> **WHAT THE TASK ASKS**: Return the records below exactly, leaving nothing out.

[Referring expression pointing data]
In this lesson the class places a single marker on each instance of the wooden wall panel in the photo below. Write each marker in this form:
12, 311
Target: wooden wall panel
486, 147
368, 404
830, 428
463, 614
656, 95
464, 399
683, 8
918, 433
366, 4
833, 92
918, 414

> **ANSWER FOR THE TASK**:
In this lesson the class places a single marker on each instance of the wooden wall panel in the photo below. Write each marker in this form:
12, 311
Target: wooden wall panel
486, 147
368, 404
830, 428
463, 614
656, 95
464, 399
683, 8
918, 433
366, 4
833, 92
918, 414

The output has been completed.